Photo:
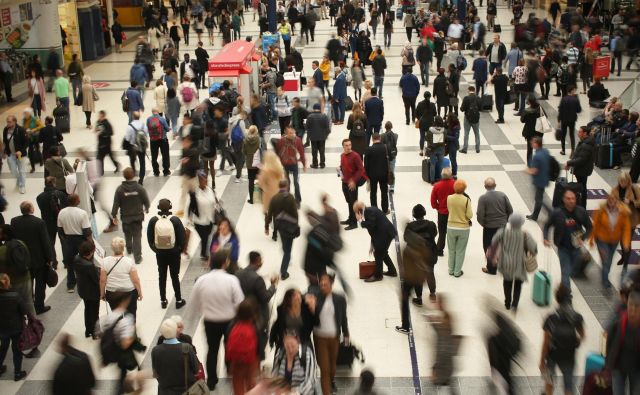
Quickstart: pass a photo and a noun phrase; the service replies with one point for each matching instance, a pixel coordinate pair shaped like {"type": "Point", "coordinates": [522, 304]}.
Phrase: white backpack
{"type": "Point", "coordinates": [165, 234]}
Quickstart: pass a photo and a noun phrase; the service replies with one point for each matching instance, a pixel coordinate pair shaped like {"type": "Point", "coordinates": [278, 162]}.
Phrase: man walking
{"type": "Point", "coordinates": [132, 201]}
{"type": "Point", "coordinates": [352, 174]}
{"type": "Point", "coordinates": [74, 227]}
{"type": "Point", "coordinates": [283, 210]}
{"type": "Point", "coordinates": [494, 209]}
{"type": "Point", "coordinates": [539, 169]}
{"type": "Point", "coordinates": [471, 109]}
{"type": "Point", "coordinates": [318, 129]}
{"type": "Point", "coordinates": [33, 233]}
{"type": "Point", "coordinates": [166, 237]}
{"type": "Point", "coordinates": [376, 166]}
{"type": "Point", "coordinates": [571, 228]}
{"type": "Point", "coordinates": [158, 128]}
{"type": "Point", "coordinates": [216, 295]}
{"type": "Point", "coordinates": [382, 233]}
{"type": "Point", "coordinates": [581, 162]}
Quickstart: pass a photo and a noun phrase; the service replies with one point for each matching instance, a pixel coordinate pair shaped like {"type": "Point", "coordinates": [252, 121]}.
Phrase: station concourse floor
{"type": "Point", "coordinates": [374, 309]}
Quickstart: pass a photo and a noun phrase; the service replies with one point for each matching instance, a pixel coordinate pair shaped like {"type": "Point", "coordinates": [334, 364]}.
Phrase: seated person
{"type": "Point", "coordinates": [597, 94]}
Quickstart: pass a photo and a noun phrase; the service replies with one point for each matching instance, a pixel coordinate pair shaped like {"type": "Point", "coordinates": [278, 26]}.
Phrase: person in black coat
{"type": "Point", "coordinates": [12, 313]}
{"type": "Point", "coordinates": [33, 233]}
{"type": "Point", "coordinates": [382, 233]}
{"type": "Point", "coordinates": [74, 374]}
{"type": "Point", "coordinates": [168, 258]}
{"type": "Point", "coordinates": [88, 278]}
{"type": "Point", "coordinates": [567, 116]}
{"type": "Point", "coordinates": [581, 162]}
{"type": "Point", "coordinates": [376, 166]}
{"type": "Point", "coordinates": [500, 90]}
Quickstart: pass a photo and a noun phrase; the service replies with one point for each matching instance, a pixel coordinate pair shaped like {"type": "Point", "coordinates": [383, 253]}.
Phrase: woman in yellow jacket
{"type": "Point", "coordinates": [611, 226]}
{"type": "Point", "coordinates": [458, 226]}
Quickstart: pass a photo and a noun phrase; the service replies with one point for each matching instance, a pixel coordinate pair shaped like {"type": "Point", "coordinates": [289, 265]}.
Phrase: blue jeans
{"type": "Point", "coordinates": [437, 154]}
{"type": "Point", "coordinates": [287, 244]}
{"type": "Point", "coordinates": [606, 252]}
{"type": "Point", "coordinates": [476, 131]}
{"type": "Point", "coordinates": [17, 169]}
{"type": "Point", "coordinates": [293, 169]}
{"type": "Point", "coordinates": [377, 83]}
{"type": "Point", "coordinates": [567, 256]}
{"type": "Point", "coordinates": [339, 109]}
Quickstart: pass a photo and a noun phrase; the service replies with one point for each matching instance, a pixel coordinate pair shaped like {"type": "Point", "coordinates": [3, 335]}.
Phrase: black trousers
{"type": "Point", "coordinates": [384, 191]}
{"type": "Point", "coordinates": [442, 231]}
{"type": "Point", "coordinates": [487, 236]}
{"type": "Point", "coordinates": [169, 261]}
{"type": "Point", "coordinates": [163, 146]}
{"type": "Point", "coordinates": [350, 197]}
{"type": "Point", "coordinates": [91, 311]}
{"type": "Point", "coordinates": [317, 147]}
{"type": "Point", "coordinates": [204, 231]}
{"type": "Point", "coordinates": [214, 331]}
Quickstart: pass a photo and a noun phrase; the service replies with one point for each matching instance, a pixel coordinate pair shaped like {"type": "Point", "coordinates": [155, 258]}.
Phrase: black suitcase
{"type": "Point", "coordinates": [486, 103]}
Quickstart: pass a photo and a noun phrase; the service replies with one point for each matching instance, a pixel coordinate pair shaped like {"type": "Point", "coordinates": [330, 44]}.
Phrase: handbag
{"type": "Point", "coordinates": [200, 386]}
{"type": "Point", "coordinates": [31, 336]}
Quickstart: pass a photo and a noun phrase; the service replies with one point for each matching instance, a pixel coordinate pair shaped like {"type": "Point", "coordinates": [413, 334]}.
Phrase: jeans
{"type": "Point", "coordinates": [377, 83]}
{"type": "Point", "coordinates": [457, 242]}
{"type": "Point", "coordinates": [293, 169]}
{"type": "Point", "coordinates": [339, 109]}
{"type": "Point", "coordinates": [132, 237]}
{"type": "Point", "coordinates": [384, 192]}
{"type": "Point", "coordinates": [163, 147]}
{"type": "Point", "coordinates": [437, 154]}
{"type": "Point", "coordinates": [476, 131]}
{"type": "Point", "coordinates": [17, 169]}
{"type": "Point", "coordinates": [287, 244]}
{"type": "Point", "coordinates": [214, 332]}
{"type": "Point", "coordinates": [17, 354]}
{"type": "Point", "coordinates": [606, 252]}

▶ **WORK INSTRUCTIONS**: Return each line of the data, keeping its wording exact and omitting pictures.

▶ **COMPLETED TASK**:
Photo:
Quickstart: pass a photo and a noun phrase; the service replies with one point for each matching instance, a pixel coordinate pair shaped like {"type": "Point", "coordinates": [522, 304]}.
Phrase: white backpack
{"type": "Point", "coordinates": [165, 234]}
Quickstart: pass a photo and a noun phrase; the service replies with one point for each matching instance, a pixel coordinate pair shaped like {"type": "Point", "coordinates": [278, 162]}.
Phrase: man walking
{"type": "Point", "coordinates": [132, 201]}
{"type": "Point", "coordinates": [352, 174]}
{"type": "Point", "coordinates": [74, 227]}
{"type": "Point", "coordinates": [283, 210]}
{"type": "Point", "coordinates": [494, 209]}
{"type": "Point", "coordinates": [539, 169]}
{"type": "Point", "coordinates": [471, 109]}
{"type": "Point", "coordinates": [318, 129]}
{"type": "Point", "coordinates": [33, 233]}
{"type": "Point", "coordinates": [166, 237]}
{"type": "Point", "coordinates": [376, 166]}
{"type": "Point", "coordinates": [571, 228]}
{"type": "Point", "coordinates": [158, 128]}
{"type": "Point", "coordinates": [216, 295]}
{"type": "Point", "coordinates": [382, 233]}
{"type": "Point", "coordinates": [581, 162]}
Quickstart: pass a photo and a noun phrase; the service replies with one point for each matching instance, a pixel coordinate pair shaped like {"type": "Point", "coordinates": [252, 121]}.
Phrase: station concourse floor
{"type": "Point", "coordinates": [374, 309]}
Quickstart: pass a photo and a noun phrase; the service replies with one point for each matching instance, a pixel coordinate pair shaped like {"type": "Point", "coordinates": [334, 364]}.
Phrase: seated person
{"type": "Point", "coordinates": [597, 94]}
Quickstart: pass a photo and a noun phrase; the service replies with one point for each matching instance, a pixel coordinate pair shaped like {"type": "Point", "coordinates": [278, 26]}.
Phrase: person in black coat
{"type": "Point", "coordinates": [12, 313]}
{"type": "Point", "coordinates": [33, 233]}
{"type": "Point", "coordinates": [382, 233]}
{"type": "Point", "coordinates": [74, 374]}
{"type": "Point", "coordinates": [168, 258]}
{"type": "Point", "coordinates": [88, 278]}
{"type": "Point", "coordinates": [567, 116]}
{"type": "Point", "coordinates": [581, 162]}
{"type": "Point", "coordinates": [376, 166]}
{"type": "Point", "coordinates": [500, 90]}
Quickstart: pass a photo and a noun phrase; the service replies with one point for each matching instance, a pixel coordinate pair shaped like {"type": "Point", "coordinates": [383, 253]}.
Phrase: woman in yellow jacket
{"type": "Point", "coordinates": [611, 226]}
{"type": "Point", "coordinates": [458, 226]}
Quickstart: pass a photo and a noun phrase; the service replies with one point for each matching instance, a pixel coordinate pair shaped like {"type": "Point", "coordinates": [289, 265]}.
Phrase: blue jeans
{"type": "Point", "coordinates": [437, 154]}
{"type": "Point", "coordinates": [287, 244]}
{"type": "Point", "coordinates": [606, 252]}
{"type": "Point", "coordinates": [476, 131]}
{"type": "Point", "coordinates": [17, 169]}
{"type": "Point", "coordinates": [293, 169]}
{"type": "Point", "coordinates": [377, 83]}
{"type": "Point", "coordinates": [567, 256]}
{"type": "Point", "coordinates": [339, 109]}
Quickstart: pass a photo and a noun phrase; the service replies with one point for each matching instance, a pixel coordinate pair shaped like {"type": "Point", "coordinates": [3, 335]}.
Phrase: black trousers
{"type": "Point", "coordinates": [384, 191]}
{"type": "Point", "coordinates": [442, 231]}
{"type": "Point", "coordinates": [487, 236]}
{"type": "Point", "coordinates": [169, 261]}
{"type": "Point", "coordinates": [163, 146]}
{"type": "Point", "coordinates": [350, 197]}
{"type": "Point", "coordinates": [91, 311]}
{"type": "Point", "coordinates": [317, 147]}
{"type": "Point", "coordinates": [204, 231]}
{"type": "Point", "coordinates": [214, 331]}
Quickstart: pass a photo and a noun phrase; the service replies with one point for each matching instance, a pixel coordinate pair shaped like {"type": "Point", "coordinates": [155, 258]}.
Phrase: black suitcase
{"type": "Point", "coordinates": [486, 103]}
Quickstart: pass a photo and a noun phrase; the service replies with one point for each matching instance, a pixel coordinate pair shaped like {"type": "Point", "coordinates": [330, 44]}.
Phrase: handbag
{"type": "Point", "coordinates": [200, 386]}
{"type": "Point", "coordinates": [31, 336]}
Quickstart: pass a photo and a noun phrase; the service replies with one point for each matching instance, a pixel coordinate pair shaped like {"type": "Point", "coordinates": [413, 334]}.
Phrase: jeans
{"type": "Point", "coordinates": [377, 83]}
{"type": "Point", "coordinates": [457, 242]}
{"type": "Point", "coordinates": [293, 169]}
{"type": "Point", "coordinates": [339, 109]}
{"type": "Point", "coordinates": [132, 237]}
{"type": "Point", "coordinates": [384, 192]}
{"type": "Point", "coordinates": [163, 147]}
{"type": "Point", "coordinates": [437, 154]}
{"type": "Point", "coordinates": [476, 131]}
{"type": "Point", "coordinates": [17, 169]}
{"type": "Point", "coordinates": [287, 244]}
{"type": "Point", "coordinates": [214, 332]}
{"type": "Point", "coordinates": [17, 354]}
{"type": "Point", "coordinates": [606, 252]}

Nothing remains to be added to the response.